■ Short problem: Put the lines of the records from the line containing "the sparse vegetation." up to and including the line containing "[0,461,258,595]" into a JSON list of strings, one string per line, leaving out blank lines.

☆ ☆ ☆ ☆

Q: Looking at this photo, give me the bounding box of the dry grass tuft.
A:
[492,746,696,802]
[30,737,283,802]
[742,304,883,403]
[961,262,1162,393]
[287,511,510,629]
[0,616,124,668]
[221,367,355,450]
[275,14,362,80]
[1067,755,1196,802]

☆ ☆ ☆ ☆

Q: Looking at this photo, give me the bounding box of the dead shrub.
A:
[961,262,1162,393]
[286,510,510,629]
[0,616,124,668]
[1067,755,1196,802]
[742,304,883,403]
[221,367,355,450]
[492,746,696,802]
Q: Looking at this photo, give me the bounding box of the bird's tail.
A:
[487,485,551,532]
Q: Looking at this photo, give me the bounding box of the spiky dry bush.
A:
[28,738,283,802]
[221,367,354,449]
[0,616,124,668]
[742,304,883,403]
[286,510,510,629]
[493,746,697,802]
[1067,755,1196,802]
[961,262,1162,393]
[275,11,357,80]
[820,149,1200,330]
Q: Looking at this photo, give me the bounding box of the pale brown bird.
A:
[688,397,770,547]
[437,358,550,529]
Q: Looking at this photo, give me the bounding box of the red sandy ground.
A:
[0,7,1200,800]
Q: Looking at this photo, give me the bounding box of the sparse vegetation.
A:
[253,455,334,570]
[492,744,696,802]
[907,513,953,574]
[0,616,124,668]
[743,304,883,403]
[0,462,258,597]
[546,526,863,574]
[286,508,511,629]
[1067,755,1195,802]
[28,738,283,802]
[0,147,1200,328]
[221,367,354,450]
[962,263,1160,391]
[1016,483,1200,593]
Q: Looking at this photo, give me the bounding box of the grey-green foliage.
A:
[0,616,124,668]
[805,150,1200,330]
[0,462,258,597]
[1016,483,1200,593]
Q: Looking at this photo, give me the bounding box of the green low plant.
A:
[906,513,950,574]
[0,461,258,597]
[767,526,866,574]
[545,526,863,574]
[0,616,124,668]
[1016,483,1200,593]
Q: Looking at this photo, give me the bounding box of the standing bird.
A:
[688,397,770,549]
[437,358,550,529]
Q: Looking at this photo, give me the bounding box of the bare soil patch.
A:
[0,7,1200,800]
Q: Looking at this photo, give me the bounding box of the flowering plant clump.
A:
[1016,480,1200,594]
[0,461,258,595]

☆ ☆ ☆ ☆

■ Result:
[
  "Q: Looking at this photo, give me the bounding box of the sparse vegetation.",
  "A:",
  "[253,455,334,570]",
  "[492,744,696,802]",
  "[907,513,953,574]",
  "[0,616,124,668]",
  "[743,304,883,403]",
  "[0,462,258,597]",
  "[546,526,863,574]",
  "[286,508,511,629]",
  "[1067,755,1195,802]",
  "[28,738,283,802]",
  "[0,147,1200,328]",
  "[221,367,354,450]",
  "[962,263,1160,391]",
  "[1016,483,1200,593]",
  "Q: Looking at this photo, give me the bounding box of the grey-green foliage.",
  "A:",
  "[0,616,124,668]",
  "[805,150,1200,330]",
  "[0,462,258,597]",
  "[1016,483,1200,593]",
  "Q: Looking at this photo, give me the bounding box of the green low plant.",
  "A:",
  "[906,513,950,574]",
  "[0,461,258,597]",
  "[767,526,866,574]",
  "[545,526,863,574]",
  "[0,616,124,668]",
  "[1016,483,1200,593]",
  "Q: Looking at this photo, give me the bounding box of the standing bird.",
  "A:",
  "[688,397,770,549]",
  "[437,358,550,529]",
  "Q: Looking at this photo, give me the bounding box of the bare soil patch.",
  "A:",
  "[0,7,1200,800]",
  "Q: Looking at this photo, give me the bounding box of the flowering plant clump.",
  "A:",
  "[1016,480,1200,594]",
  "[0,461,258,595]"
]